#### PROVIDED ENTRIES ####

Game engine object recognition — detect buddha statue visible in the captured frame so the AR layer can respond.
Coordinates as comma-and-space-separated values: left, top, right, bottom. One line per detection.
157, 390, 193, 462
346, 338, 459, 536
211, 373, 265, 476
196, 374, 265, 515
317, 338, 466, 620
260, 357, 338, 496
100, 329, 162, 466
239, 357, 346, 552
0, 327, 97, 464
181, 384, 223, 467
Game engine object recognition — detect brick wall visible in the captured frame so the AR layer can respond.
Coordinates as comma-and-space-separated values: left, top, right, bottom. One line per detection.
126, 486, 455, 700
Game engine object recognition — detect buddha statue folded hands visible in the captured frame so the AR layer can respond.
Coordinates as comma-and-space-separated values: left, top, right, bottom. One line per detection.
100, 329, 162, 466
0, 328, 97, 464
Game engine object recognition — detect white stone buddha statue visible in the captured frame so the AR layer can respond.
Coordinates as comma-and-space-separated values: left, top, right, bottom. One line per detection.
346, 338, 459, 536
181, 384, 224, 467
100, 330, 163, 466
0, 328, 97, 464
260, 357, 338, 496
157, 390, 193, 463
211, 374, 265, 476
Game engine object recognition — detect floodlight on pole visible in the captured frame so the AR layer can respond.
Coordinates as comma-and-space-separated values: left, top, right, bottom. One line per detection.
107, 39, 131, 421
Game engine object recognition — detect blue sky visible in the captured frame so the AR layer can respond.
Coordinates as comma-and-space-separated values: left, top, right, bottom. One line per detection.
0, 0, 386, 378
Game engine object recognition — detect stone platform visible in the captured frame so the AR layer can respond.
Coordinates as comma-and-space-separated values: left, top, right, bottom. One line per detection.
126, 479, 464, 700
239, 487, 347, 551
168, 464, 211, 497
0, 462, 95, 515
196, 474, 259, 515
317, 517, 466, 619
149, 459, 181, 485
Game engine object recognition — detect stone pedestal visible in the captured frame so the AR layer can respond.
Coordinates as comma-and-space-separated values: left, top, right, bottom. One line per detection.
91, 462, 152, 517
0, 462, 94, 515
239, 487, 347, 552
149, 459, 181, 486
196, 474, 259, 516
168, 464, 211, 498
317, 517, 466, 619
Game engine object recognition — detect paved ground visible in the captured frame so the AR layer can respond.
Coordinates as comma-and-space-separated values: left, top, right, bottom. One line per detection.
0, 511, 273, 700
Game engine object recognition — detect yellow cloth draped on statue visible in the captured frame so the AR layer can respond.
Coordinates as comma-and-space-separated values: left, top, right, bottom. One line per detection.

####

EXERCISE INSTRUCTIONS:
Rewrite every line from the one containing "Game engine object recognition — detect buddha statue folded" through the end of the items, inclusive, keeping the requests unchanged. Scale each box coordinate in the answers by 0.5 and round to whole numbers, with halves rounding up.

THE COMPLETED TASK:
Game engine object recognition — detect buddha statue folded hands visible in the captured frame so the AR layer can respond.
Coordinates as comma-and-space-separated values: left, top, right, bottom. One line per detection.
50, 165, 81, 233
0, 164, 49, 232
Game engine object recognition — detect white stone buddha statue visible in the captured frame so the AR layer can respond.
Coordinates as comma-and-space-separated values: left, top, right, bottom. One line per detection.
173, 169, 230, 268
91, 192, 112, 234
50, 165, 82, 233
0, 164, 49, 232
130, 179, 169, 248
79, 195, 97, 232
106, 187, 133, 238
Game engine object recognition — detect floodlight on pole visible in the captured frame so the AR layer can respond.
Coordinates as comma-and-space-separated values: left, top, right, bottom. One line per detection.
54, 20, 66, 211
Game engine object recognition — detect blue sky visible in the captured frame so the AR layer can respond.
Coordinates as comma-and-space-separated values: left, top, right, bottom. One line per detection.
0, 0, 193, 189
Game engine object recognition — detect stone platform visible in the captured frame so the AR layer can respond.
Coordinates as comma-and-space-separated values: left, top, right, bottom. One line per detection.
63, 240, 232, 350
120, 244, 174, 276
84, 232, 106, 249
0, 231, 48, 258
98, 237, 130, 258
159, 259, 233, 310
75, 230, 91, 243
Game engine object recognition — detect stone pedestal visible in the captured frame so the AR layer can respond.
Coordinates as comma-and-space-separated values: left, top, right, bottom. One line per detection.
46, 231, 76, 259
0, 231, 47, 258
120, 244, 174, 276
75, 230, 91, 243
98, 237, 130, 258
84, 232, 106, 249
159, 259, 233, 310
Game engine object recognition — detect paved ground visible in the captured frame so the AR layer can respond.
Coordinates as comma-and-space-separated values: left, top, right, bottom. One line per detection.
0, 256, 137, 350
Game engine object recognition — detect yellow cloth draped on statue visible in the captured frame so the AR layer can respond.
Coordinates as comma-and-space-separated values: left, top, right, bottom. One line per detection.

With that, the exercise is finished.